● Teks Bacaan
_ _ _ _

Hizbut Tahrir didirikan dalam
rangka memenuhi seruan Allah:
]وَلْتَكُنْ
مِنْكُمْ أُمَّةٌ يَدْعُونَ إِلَى الْخَيْرِ وَيَأْمُرُونَ بِالْمَعْرُوفِ
وَيَنْهَوْنَ عَنِ الْمُنْكَرِ وَأُولَئِكَ هُمُ الْمُفْلِحُونَ[
(Dan)
Hendaklah ada di antara kamu segolongan umat yang menyeru kepada kebaikan
(Islam), menyuruh kepada yang ma’ruf dan mencegah dari yang munkar, merekalah
orang-orang yang beruntung (yang akan masuk surga). (TQS Ali Imran [3]: 104)
Hizbut Tahrir bermaksud
membangkitkan kembali umat Islam dari kemerosotannya yang sangat parah,
membebaskan umat dari ide-ide, sistem perundang-undangan dan hukum-hukum kufur;
serta membebaskan mereka dari kekuasaan dan dominasi negara-negara kafir.

_ _ _ _

● Baris Dataset
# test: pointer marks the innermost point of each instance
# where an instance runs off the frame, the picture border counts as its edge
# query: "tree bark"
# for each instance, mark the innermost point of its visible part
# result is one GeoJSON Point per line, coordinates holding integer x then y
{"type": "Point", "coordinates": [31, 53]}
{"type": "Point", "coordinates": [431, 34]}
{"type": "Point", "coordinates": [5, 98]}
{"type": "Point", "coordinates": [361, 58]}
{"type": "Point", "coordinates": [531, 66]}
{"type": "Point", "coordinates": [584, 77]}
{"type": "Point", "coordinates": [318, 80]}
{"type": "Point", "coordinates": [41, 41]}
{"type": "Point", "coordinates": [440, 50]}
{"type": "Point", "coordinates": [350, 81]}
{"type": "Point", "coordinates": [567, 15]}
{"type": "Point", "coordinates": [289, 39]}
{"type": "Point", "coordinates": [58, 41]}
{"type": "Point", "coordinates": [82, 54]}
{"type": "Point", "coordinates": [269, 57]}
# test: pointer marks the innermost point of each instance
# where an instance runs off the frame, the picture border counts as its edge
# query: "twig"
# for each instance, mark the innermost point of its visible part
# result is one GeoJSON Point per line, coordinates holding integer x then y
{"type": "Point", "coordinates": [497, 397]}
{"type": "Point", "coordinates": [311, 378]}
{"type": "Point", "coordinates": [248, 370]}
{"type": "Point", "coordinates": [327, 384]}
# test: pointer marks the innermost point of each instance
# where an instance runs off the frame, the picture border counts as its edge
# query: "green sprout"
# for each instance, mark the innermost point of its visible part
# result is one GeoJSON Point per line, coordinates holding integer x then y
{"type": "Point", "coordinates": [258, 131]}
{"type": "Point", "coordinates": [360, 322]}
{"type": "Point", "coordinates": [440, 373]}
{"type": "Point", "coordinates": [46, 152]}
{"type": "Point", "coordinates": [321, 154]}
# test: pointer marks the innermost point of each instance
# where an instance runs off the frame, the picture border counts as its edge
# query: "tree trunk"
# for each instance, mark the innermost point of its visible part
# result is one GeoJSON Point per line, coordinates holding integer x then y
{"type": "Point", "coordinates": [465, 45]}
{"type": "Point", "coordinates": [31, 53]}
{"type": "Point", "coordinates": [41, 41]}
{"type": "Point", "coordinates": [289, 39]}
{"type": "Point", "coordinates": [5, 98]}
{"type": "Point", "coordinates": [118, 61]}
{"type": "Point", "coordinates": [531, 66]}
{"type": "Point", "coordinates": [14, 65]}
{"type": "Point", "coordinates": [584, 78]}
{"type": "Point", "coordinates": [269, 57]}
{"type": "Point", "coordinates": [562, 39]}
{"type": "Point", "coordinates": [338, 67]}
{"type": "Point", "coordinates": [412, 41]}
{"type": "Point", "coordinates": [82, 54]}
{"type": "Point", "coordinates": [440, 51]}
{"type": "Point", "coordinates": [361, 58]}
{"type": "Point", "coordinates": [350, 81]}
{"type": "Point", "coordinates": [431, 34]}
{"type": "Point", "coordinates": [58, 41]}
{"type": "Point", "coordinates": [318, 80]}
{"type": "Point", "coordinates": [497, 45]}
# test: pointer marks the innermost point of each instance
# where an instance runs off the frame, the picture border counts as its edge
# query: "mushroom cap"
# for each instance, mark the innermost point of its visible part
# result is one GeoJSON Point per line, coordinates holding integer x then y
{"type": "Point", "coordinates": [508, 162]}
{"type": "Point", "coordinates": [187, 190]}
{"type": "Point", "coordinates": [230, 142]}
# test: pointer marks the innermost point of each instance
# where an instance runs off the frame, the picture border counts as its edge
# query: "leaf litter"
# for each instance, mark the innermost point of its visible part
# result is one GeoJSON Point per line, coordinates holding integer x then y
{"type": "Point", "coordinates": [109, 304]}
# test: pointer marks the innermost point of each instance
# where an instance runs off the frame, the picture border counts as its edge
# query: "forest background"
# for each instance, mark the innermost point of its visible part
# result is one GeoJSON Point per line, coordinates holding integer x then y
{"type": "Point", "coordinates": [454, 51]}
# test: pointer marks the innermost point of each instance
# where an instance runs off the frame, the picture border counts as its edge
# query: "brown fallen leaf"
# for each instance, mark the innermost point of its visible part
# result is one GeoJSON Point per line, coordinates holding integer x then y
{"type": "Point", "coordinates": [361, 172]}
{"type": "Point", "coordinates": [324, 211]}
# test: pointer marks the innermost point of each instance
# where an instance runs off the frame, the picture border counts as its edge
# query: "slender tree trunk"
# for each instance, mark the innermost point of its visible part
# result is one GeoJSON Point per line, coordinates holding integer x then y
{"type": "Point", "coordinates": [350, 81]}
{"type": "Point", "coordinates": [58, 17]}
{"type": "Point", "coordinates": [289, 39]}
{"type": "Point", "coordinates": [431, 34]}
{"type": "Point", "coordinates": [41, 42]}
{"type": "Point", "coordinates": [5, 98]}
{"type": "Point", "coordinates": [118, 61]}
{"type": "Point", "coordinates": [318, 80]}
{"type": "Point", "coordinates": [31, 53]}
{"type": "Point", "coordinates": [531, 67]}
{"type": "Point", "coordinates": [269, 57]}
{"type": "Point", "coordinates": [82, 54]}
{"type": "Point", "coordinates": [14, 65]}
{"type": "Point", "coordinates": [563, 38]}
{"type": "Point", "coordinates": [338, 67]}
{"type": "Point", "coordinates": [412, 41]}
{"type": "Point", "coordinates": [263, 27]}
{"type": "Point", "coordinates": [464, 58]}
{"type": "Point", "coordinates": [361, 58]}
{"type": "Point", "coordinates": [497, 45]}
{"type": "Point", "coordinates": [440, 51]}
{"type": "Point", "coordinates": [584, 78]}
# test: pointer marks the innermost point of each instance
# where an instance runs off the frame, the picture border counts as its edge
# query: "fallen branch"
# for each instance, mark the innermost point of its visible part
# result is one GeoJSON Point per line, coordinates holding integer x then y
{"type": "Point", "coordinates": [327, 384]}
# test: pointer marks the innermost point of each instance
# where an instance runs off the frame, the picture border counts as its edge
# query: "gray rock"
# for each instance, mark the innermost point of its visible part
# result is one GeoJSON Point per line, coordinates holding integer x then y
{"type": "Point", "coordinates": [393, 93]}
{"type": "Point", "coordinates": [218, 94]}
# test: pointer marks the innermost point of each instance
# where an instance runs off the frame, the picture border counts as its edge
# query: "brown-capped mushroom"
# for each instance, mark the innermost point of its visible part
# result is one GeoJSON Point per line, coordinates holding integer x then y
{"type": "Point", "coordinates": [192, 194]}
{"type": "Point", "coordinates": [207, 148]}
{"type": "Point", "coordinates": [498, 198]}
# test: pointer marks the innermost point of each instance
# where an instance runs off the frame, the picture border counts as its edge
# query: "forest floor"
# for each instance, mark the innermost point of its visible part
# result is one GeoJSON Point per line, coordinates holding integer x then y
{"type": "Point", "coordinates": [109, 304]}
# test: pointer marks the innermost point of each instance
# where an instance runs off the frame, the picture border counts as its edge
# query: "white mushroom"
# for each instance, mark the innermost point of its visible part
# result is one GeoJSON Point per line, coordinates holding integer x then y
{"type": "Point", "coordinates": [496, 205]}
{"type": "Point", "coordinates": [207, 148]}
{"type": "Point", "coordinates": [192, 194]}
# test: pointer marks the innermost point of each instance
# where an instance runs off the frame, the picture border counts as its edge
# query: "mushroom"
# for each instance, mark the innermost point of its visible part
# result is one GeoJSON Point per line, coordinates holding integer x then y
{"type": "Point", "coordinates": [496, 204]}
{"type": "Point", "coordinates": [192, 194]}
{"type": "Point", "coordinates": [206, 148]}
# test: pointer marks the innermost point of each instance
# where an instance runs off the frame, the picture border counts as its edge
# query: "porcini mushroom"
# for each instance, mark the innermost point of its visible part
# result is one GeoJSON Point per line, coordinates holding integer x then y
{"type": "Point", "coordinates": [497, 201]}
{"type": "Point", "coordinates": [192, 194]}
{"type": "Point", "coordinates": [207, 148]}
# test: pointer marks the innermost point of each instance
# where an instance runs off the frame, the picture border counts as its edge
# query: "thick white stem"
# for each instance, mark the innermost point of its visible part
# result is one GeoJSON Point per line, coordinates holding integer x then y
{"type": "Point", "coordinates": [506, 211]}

_ _ _ _

Lanjutkan teks bacaan tentang tujuan Hizbut Tahrir mulai setelah kalimat terakhirnya.

● Jawaban Tugas
Hizbut Tahrir bermaksud juga untuk membangun kembali Daulah Khilafah Islamiyah di muka bumi, sehingga urusan
pemerintahan dapat dijalankan kembali sesuai dengan apa yang diturunkan Allah
Swt.
Keharusan Berdirinya
Partai-partai Politik Menurut Syara’
Berdirinya Hizb Tahrir adalah upaya
memenuhi seruan Allah Swt:
]وَلْتَكُنْ مِنْكُمْ أُمَّةٌ[
(Dan)
Hendaklah ada diantara kamu segolongan umat.
(TQS. Ali Imran [3]: 104)
Di dalam ayat
ini Allah Swt telah memerintahkan kaum Muslim agar diantara mereka ada suatu
kelompok (jama’ah) yang bergerak dalam dua aktivitas:
1. Mengajak kepada kebaikan, yaitu
mengajak kepada Islam.
2. Menyeru kepada yang ma’ruf dan
mencegah kemunkaran.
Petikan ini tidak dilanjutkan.